THE DATA
++++++++++++++++++++

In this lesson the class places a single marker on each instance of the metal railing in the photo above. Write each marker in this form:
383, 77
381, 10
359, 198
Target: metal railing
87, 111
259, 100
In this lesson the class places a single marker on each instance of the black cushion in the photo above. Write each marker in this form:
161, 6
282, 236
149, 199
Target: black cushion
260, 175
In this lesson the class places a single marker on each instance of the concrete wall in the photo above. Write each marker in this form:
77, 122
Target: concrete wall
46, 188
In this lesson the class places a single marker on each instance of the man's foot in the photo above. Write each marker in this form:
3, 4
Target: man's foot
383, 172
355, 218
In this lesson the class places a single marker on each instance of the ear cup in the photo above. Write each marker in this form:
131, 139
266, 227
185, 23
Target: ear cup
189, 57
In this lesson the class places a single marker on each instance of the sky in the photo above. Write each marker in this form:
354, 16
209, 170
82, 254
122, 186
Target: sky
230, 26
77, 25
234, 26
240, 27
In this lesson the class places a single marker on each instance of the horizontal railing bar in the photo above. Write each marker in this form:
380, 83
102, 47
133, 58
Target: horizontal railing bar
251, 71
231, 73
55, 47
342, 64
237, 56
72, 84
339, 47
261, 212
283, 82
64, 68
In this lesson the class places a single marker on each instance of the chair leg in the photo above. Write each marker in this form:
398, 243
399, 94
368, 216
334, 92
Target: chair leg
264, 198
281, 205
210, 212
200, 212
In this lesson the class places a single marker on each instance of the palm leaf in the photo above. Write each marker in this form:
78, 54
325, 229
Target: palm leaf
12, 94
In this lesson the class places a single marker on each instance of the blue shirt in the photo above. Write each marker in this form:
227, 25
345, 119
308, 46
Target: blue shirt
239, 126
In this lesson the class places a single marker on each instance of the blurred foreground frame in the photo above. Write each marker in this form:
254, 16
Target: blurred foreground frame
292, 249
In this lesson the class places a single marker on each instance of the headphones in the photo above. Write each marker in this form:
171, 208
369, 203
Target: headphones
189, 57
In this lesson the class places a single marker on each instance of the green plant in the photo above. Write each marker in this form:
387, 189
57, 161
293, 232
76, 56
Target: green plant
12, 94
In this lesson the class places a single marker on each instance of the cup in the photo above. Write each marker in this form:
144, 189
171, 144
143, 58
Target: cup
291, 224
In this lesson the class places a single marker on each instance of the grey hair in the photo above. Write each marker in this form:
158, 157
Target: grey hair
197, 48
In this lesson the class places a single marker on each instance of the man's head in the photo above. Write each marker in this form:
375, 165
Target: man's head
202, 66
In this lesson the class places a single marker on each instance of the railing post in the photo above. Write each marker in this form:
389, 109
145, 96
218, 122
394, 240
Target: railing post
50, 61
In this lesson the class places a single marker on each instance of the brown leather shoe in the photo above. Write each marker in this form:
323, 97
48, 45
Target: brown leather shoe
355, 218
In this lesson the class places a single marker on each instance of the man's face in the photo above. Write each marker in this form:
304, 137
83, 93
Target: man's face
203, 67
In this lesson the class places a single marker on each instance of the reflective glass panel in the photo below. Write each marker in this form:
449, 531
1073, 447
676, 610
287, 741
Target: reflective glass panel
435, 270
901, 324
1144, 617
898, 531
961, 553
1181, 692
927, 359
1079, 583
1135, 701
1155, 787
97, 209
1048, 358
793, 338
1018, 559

++++++++++++++++++++

OBJECTIVE
Could you write out the whole listing above again, line for line, without changing a single character?

SOLVED EXERCISE
In this lesson the class places a single marker on each instance of the metal railing in the photo above. Write each marker in this form:
383, 77
381, 10
359, 198
Target: metal railing
87, 111
259, 100
In this lesson the class places a single marker on each instance of the black cushion in the photo above. Write each marker in this form:
161, 6
282, 236
149, 199
Target: black cushion
260, 175
In this lesson the class places a single marker on each instance of the concrete wall in the photo above. Write each marker in this form:
77, 122
Target: concrete wall
46, 188
In this lesson the class places a single marker on each instance of the man's foot in the photo above. Write each marker in this form:
3, 4
Target: man's foot
383, 172
355, 218
In this lesson the class places a single marker on each instance of the ear cup in the photo above. Write each marker in this form:
131, 139
266, 227
185, 23
Target: ear cup
189, 57
In this lesson the class places a single marker on each instance of the sky in the photo above. Write each marker in this form:
354, 16
209, 170
82, 254
122, 186
Target: sky
230, 26
77, 25
234, 26
240, 27
In this lesson the class places a single marker on each instance of the horizontal railing bar in the photo above. Write each marker in this form:
380, 83
102, 47
133, 58
Target: horizontal railing bar
251, 71
231, 73
55, 47
342, 64
237, 56
72, 84
339, 47
261, 212
283, 82
64, 68
In this lesson the class places a single marker on each instance of the chair leg in the photo above. Write each marker in this form:
398, 243
399, 94
368, 216
334, 92
Target: chair leg
264, 198
281, 205
210, 212
200, 212
In this lesson the class places a single marker on each instance of the palm leaf in the photo above. Write each marker in this form:
78, 54
325, 229
Target: palm leaf
12, 94
In this lesson the class places a single marker on each instance of the blue shirt in the photo above. Write each marker in this form:
227, 25
345, 119
308, 46
Target: blue shirt
239, 126
In this lesson the class places a single marker on each instance of the blurred foreground frame in the photo above. Write each marker in this form:
254, 16
Target: blurred foreground frame
292, 249
In this lesson the class places a single marker on each instance of the headphones in the photo above. Write each marker in this form:
171, 208
369, 203
Target: headphones
189, 57
In this lesson the class places a single marker on each instance of the green plant in the photo above. Write each marker in this form:
387, 189
57, 161
293, 232
76, 56
Target: green plant
12, 94
In this lesson the class places a single marker on each instance of the cup in the photo above. Write each marker in this form:
144, 189
171, 144
143, 58
Target: cup
291, 224
In this lesson the class places a single marker on each instance of the grey hair in the photo above. Write each marker in this form:
158, 157
Target: grey hair
197, 48
In this lesson the class places a single marker on each instance of the man's head in the photo above. Write each marker in this form:
375, 165
Target: man's head
202, 66
In this lesson the class places a single marker on each instance of the railing post in the photo above. Write each marker in this form:
389, 109
145, 96
218, 122
394, 240
Target: railing post
50, 61
In this lesson the class places a single marker on each instance of the brown leather shoe in the photo above. Write each marker in this form:
323, 97
48, 45
Target: brown leather shoe
355, 218
In this lesson the class places a single marker on each instance of the man's face in the photo above. Write each marker in this form:
304, 137
83, 93
Target: man's face
203, 67
In this lesson the class places a single marker on each instance of the reflective glass panel in the photo below. Write each marker in this form:
449, 531
1073, 447
676, 610
287, 741
Target: reflective glass panel
435, 270
901, 324
1144, 617
898, 531
961, 553
1181, 692
927, 359
1079, 583
1135, 701
1155, 787
97, 209
1048, 358
793, 338
1018, 559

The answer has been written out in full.